**Stated problem:** Write out exactly the lines from the one containing "Exercise. Mark the wheel felloe" through the last line of the records below, including both.

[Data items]
....

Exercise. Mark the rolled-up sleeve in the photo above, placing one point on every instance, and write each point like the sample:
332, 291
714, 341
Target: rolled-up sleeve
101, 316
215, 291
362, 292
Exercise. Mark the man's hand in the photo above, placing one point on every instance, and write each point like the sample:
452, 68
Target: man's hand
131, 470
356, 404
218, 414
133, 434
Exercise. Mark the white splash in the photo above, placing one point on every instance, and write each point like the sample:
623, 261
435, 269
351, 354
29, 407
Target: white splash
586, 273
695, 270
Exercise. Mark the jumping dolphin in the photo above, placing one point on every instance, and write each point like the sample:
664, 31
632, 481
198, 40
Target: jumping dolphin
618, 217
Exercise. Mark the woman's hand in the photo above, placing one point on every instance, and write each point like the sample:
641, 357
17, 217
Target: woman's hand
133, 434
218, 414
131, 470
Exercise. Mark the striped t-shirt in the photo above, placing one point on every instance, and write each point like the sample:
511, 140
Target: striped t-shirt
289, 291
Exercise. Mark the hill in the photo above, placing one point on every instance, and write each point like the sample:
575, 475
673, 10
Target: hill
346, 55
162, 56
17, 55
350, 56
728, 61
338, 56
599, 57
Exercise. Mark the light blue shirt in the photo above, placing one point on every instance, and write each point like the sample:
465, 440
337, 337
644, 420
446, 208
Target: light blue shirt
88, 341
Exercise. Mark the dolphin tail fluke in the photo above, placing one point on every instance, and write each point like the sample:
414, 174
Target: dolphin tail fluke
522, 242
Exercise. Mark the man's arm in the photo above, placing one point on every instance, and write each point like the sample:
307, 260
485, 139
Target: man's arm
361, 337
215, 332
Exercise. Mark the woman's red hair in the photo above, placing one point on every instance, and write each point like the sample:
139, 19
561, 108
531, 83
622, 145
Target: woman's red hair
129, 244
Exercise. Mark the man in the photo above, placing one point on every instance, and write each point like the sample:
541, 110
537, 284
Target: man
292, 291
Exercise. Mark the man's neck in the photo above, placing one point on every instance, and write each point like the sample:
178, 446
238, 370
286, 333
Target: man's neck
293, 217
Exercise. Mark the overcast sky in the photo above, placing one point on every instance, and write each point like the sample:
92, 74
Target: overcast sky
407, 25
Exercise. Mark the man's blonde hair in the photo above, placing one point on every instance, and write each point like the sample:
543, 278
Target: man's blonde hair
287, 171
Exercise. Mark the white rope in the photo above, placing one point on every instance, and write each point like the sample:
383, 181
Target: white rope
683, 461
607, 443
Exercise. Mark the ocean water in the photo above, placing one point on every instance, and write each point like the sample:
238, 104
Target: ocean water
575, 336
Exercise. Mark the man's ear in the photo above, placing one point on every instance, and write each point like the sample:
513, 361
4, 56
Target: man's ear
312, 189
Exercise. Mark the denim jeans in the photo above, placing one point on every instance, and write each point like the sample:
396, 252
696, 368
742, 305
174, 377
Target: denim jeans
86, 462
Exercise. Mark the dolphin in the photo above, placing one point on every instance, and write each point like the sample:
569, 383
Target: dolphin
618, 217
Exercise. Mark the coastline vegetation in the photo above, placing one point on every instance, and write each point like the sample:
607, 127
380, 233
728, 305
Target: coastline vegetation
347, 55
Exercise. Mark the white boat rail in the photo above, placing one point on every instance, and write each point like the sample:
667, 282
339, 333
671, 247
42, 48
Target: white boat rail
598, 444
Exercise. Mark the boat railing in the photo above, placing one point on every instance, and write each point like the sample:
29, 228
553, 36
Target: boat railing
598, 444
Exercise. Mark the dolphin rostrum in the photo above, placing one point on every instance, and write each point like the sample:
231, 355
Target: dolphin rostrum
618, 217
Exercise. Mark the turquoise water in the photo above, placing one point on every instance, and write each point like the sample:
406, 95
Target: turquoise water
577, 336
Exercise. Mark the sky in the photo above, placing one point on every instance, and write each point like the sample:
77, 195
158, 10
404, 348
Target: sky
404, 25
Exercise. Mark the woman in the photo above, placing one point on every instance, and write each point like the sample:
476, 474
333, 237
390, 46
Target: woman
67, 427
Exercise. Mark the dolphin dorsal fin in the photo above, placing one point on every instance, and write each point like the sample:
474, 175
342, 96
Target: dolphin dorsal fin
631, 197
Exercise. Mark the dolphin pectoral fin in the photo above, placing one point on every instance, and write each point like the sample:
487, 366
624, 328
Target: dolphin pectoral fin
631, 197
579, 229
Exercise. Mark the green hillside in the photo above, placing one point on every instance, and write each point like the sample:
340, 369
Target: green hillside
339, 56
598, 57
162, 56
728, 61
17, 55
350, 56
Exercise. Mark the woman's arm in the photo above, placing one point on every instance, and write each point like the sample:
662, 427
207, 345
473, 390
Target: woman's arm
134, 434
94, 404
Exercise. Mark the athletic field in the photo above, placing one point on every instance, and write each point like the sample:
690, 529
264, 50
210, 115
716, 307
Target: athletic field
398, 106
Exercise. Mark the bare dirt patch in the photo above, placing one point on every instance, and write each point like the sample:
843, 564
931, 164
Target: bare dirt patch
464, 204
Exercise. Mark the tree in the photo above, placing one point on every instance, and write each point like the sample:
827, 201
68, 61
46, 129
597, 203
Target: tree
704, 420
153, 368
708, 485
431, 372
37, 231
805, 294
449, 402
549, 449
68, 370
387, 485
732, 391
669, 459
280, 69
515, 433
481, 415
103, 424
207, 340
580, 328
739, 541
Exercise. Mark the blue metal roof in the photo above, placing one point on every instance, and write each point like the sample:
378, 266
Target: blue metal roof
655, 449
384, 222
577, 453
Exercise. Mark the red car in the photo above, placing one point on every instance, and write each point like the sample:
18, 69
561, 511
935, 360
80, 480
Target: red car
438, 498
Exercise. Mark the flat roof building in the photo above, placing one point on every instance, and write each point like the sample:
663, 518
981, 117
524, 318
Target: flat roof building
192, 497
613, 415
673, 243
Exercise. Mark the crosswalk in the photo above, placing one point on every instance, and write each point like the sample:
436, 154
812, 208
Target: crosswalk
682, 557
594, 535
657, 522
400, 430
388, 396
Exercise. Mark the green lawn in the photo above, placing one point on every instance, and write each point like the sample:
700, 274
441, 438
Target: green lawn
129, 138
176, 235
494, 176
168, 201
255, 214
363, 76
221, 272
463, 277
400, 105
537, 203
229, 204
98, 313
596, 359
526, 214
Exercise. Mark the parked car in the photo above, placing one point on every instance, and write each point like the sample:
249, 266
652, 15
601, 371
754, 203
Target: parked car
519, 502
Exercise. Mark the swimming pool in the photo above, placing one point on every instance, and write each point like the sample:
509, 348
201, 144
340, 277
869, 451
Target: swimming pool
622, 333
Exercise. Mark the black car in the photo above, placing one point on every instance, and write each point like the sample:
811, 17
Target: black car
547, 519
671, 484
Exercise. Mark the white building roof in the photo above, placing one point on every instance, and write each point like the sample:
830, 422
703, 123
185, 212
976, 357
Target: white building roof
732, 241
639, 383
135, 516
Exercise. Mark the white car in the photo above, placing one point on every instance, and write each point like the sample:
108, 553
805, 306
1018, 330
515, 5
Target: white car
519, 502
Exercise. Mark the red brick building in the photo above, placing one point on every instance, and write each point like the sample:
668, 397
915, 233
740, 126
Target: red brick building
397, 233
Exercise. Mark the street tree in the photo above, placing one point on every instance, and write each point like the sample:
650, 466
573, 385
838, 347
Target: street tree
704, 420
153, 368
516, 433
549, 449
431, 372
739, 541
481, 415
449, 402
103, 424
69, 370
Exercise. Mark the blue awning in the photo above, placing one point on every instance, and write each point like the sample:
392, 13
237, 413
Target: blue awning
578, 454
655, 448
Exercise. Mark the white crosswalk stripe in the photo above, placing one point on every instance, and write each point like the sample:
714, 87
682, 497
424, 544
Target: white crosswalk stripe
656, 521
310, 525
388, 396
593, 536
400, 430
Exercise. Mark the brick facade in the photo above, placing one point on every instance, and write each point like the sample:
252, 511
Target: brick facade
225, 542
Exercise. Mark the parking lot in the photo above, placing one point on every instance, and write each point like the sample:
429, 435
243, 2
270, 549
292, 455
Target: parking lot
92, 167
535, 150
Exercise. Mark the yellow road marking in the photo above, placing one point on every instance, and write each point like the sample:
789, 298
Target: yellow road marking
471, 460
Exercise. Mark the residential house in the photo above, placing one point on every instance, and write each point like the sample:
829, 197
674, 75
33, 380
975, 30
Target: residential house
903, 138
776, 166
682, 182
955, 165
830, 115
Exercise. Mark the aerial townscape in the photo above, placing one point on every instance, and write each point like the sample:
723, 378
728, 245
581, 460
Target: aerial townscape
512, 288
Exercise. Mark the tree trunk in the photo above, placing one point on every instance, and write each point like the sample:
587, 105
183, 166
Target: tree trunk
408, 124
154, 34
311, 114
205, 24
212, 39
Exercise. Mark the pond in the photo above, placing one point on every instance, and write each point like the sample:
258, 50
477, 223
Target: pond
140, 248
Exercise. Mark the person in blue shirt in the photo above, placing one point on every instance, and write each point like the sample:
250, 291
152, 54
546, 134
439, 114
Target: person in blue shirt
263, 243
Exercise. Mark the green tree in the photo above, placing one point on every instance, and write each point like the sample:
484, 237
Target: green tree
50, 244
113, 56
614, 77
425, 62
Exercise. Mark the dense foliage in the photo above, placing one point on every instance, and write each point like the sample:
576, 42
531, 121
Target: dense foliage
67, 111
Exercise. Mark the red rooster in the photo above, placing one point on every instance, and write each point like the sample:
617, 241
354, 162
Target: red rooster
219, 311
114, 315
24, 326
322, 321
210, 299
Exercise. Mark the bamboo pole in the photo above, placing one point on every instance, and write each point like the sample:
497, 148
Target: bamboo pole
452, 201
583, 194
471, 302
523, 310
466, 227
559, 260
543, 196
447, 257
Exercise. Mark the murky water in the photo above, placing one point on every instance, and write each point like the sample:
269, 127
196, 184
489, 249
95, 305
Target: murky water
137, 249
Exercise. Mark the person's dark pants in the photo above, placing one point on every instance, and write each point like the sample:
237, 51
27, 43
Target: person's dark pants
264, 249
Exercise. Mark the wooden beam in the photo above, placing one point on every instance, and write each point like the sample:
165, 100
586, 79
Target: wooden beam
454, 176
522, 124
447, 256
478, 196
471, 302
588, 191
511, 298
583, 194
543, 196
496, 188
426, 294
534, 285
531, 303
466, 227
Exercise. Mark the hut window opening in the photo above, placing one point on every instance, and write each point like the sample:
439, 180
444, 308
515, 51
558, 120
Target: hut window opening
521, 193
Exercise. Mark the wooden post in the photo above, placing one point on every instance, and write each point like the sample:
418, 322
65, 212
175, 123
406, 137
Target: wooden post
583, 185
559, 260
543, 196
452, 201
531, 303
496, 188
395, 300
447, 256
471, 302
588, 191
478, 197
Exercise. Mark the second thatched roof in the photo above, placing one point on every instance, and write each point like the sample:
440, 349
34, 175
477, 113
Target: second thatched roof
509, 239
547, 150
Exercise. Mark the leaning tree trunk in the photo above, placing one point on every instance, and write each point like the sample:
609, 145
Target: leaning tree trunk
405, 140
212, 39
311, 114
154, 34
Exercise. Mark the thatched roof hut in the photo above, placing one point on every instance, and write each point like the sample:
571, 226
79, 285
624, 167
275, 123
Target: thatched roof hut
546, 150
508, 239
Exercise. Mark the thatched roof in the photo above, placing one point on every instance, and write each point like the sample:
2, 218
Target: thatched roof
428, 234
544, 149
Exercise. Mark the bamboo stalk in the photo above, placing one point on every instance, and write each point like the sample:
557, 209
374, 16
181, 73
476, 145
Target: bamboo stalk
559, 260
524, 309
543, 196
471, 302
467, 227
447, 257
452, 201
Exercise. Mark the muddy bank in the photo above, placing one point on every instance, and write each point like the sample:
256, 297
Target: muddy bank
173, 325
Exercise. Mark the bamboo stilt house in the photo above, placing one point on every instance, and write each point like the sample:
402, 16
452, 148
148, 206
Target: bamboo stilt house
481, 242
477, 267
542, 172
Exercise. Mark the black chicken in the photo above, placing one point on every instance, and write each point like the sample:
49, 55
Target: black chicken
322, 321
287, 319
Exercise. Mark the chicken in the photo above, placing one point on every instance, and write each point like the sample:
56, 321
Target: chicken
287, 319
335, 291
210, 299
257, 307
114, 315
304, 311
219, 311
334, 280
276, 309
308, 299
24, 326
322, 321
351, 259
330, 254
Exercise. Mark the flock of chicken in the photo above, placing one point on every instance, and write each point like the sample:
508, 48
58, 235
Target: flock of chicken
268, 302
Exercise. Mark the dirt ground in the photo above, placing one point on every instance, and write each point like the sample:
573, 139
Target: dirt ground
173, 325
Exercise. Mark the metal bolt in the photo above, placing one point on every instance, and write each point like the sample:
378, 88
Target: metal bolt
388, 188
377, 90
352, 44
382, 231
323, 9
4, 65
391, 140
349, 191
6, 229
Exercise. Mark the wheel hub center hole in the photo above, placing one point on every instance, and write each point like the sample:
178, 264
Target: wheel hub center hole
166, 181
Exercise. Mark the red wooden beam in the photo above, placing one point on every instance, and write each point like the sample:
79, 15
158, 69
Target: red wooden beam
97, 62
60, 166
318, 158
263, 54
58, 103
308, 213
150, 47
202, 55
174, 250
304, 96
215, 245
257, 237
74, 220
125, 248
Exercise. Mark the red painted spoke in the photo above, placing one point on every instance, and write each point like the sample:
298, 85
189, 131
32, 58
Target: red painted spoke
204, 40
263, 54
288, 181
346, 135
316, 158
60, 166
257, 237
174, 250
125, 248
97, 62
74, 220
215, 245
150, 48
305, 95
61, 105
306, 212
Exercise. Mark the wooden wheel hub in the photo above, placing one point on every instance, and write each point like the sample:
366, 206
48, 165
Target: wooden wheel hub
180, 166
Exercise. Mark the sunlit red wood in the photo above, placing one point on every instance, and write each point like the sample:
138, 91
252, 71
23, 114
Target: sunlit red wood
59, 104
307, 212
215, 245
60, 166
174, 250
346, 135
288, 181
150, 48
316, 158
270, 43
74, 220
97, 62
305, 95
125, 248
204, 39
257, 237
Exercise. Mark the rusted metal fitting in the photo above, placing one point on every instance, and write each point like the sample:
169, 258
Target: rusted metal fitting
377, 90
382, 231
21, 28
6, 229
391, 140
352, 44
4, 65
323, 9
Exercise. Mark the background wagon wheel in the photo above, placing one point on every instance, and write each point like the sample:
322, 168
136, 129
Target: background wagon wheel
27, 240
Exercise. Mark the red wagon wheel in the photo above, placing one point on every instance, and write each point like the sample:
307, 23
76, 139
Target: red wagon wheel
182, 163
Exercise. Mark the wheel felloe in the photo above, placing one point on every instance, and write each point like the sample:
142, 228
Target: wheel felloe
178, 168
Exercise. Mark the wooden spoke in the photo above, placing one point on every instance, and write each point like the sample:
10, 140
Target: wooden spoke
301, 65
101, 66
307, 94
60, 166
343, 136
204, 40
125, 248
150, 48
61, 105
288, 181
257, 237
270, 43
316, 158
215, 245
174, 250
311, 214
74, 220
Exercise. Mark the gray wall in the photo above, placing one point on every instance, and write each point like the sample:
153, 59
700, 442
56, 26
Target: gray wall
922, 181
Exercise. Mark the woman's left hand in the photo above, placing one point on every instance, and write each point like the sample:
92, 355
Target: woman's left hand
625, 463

....

**Written answer:**
Exercise. Mark the wheel felloe in the photo above, placing one point on every instance, and write each point like the sample:
142, 228
Target: wheel felloe
178, 168
Exercise. Mark the wooden spoke in the photo above, placing one point on every instance, and write each point like the sample:
10, 140
Target: wooden spoke
301, 65
101, 66
307, 94
60, 166
343, 136
204, 40
125, 248
150, 48
61, 105
288, 181
257, 237
270, 43
316, 158
215, 245
174, 250
311, 214
74, 220
Exercise. Mark the gray wall in the photo above, placing one point on every instance, and write each point like the sample:
153, 59
700, 442
56, 26
Target: gray wall
922, 181
Exercise. Mark the woman's left hand in the photo above, placing one point on every instance, and write each point like the sample:
92, 355
Target: woman's left hand
625, 463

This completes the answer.